- **DIRECTIONS FOR THIS TASK**
Look for the string "poster" in the listing. Copy each line that has it.

•••••

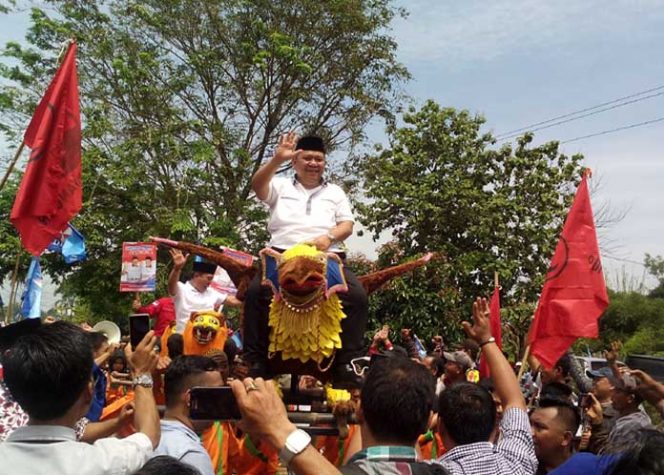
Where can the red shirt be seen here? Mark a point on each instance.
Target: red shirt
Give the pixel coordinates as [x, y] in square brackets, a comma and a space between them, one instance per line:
[163, 310]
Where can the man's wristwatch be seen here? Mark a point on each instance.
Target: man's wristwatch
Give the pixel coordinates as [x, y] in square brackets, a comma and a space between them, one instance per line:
[144, 380]
[490, 340]
[296, 442]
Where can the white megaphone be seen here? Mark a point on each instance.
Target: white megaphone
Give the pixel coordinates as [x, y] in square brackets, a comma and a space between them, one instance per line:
[110, 329]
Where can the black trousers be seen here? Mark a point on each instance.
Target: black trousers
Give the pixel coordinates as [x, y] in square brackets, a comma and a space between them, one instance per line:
[256, 332]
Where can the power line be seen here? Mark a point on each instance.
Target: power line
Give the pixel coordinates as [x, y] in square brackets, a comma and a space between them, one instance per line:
[587, 109]
[624, 260]
[616, 106]
[610, 131]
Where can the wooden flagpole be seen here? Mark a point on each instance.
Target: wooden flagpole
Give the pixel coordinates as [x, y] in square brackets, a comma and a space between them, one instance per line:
[12, 164]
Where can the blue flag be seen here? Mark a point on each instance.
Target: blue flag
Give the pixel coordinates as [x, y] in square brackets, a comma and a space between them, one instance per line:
[71, 245]
[31, 307]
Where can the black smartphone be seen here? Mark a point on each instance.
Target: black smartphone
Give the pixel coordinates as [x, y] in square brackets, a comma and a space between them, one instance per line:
[139, 326]
[217, 404]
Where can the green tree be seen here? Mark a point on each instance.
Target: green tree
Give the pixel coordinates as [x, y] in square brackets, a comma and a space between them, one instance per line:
[183, 100]
[442, 185]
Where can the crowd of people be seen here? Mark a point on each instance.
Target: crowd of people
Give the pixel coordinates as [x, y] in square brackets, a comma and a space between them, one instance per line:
[73, 403]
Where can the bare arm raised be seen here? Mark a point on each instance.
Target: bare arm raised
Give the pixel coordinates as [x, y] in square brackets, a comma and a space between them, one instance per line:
[179, 260]
[285, 152]
[503, 376]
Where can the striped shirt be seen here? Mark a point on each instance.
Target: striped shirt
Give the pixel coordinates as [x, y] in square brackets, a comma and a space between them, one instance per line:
[514, 454]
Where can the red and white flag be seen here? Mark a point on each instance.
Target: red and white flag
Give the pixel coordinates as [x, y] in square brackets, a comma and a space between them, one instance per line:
[574, 294]
[50, 193]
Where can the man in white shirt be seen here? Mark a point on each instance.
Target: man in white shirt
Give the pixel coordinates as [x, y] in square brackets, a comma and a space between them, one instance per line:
[49, 373]
[304, 208]
[195, 294]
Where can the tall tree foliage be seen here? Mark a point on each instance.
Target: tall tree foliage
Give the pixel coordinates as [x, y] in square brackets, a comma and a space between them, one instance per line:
[443, 185]
[183, 100]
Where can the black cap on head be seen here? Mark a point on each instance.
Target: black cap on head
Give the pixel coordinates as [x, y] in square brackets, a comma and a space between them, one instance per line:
[311, 142]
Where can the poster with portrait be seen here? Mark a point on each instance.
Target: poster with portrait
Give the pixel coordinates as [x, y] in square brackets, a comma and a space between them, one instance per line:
[139, 267]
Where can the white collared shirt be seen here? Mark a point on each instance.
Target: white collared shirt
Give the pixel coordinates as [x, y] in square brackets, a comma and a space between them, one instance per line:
[54, 450]
[298, 214]
[187, 299]
[182, 443]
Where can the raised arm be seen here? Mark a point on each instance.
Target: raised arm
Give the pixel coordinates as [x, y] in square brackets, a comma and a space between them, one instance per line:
[507, 386]
[179, 260]
[285, 152]
[256, 398]
[143, 360]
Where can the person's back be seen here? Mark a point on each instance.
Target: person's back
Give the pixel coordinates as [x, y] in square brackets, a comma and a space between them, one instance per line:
[467, 415]
[396, 405]
[49, 375]
[179, 434]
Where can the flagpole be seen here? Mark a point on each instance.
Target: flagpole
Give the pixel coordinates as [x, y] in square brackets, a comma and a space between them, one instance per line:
[12, 293]
[12, 164]
[524, 362]
[58, 62]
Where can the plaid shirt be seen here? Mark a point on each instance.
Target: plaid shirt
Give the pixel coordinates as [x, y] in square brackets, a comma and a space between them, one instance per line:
[514, 454]
[384, 460]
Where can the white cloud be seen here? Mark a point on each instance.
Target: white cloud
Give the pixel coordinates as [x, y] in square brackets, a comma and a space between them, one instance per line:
[456, 32]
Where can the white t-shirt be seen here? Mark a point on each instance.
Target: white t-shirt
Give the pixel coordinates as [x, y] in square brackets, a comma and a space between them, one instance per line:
[298, 214]
[54, 450]
[187, 299]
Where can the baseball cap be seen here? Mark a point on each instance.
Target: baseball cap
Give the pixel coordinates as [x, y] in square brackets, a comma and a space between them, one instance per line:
[460, 358]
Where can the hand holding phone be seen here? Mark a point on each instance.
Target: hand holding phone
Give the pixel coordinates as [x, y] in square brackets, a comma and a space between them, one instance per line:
[217, 403]
[139, 326]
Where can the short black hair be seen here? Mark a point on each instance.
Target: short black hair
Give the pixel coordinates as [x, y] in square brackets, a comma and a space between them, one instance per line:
[644, 457]
[439, 364]
[468, 412]
[180, 375]
[556, 391]
[165, 464]
[568, 414]
[397, 399]
[47, 370]
[97, 339]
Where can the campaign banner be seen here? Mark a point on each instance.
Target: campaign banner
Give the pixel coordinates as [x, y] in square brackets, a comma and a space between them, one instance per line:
[139, 267]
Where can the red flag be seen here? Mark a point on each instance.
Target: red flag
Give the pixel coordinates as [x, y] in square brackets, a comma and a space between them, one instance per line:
[50, 193]
[574, 294]
[496, 331]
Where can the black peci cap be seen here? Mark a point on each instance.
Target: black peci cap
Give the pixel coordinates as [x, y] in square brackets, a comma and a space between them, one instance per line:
[311, 142]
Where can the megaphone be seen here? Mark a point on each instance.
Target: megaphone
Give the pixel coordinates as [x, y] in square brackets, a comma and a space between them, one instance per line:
[110, 329]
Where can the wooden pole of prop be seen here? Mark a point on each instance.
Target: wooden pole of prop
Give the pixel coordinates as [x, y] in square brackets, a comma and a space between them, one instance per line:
[11, 165]
[12, 292]
[524, 362]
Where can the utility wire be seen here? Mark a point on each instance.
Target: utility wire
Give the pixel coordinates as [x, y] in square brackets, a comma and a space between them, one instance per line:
[620, 259]
[616, 106]
[610, 131]
[587, 109]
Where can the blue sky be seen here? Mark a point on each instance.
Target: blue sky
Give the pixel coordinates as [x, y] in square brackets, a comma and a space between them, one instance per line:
[519, 62]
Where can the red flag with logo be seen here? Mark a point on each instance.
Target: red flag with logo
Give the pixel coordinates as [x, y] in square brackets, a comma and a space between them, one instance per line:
[496, 331]
[574, 294]
[50, 194]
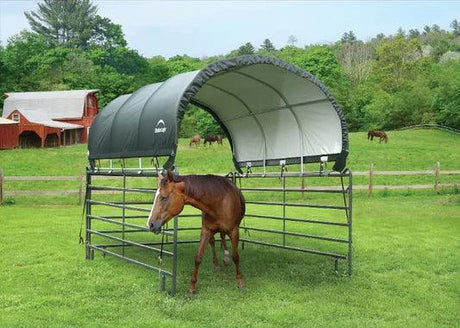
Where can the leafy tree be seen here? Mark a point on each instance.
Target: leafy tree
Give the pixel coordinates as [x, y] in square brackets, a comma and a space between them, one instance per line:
[107, 34]
[246, 49]
[182, 64]
[267, 46]
[318, 60]
[348, 37]
[455, 27]
[414, 34]
[68, 23]
[159, 68]
[292, 40]
[446, 99]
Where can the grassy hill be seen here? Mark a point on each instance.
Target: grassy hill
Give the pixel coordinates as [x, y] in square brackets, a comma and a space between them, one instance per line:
[406, 260]
[406, 150]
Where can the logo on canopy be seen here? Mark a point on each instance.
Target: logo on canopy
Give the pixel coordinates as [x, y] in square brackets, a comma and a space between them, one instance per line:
[160, 127]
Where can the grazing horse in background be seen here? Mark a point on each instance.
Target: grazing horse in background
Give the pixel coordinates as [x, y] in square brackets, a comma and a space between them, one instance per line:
[382, 135]
[212, 138]
[222, 206]
[195, 140]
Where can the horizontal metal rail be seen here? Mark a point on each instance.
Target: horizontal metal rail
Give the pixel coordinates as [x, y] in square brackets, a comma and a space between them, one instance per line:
[297, 205]
[300, 249]
[297, 234]
[131, 225]
[141, 190]
[126, 216]
[125, 172]
[293, 174]
[111, 204]
[155, 243]
[318, 190]
[131, 260]
[274, 217]
[122, 231]
[129, 242]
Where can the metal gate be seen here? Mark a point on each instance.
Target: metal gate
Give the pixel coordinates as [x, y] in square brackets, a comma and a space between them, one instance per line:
[116, 213]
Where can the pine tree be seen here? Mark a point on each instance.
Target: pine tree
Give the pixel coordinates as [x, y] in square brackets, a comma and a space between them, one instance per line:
[268, 46]
[246, 49]
[69, 23]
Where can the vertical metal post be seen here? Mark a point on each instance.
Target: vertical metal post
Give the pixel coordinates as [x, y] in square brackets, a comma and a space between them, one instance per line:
[284, 210]
[80, 189]
[371, 180]
[89, 251]
[436, 178]
[162, 282]
[1, 186]
[174, 258]
[123, 215]
[350, 223]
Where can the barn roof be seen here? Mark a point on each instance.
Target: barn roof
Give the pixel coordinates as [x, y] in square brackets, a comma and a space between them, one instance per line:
[270, 110]
[48, 105]
[7, 121]
[36, 117]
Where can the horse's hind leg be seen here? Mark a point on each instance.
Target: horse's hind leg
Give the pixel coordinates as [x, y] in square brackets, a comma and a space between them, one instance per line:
[234, 236]
[205, 235]
[212, 242]
[224, 245]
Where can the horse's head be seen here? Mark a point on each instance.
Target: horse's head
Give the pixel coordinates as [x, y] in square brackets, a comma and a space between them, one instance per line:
[169, 201]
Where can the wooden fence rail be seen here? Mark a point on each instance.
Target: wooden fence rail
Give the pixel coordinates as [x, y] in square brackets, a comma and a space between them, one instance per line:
[436, 172]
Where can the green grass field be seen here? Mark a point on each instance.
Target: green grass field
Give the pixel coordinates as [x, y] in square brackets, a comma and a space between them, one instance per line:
[406, 264]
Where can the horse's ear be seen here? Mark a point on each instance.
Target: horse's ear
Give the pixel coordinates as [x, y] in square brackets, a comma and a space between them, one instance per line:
[170, 176]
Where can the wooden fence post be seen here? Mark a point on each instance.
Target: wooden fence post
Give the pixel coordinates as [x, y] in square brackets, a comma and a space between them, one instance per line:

•••••

- **PROBLEM SOLUTION**
Where can the poster with portrait be seen here? Mark a point on each instance.
Target: poster with portrait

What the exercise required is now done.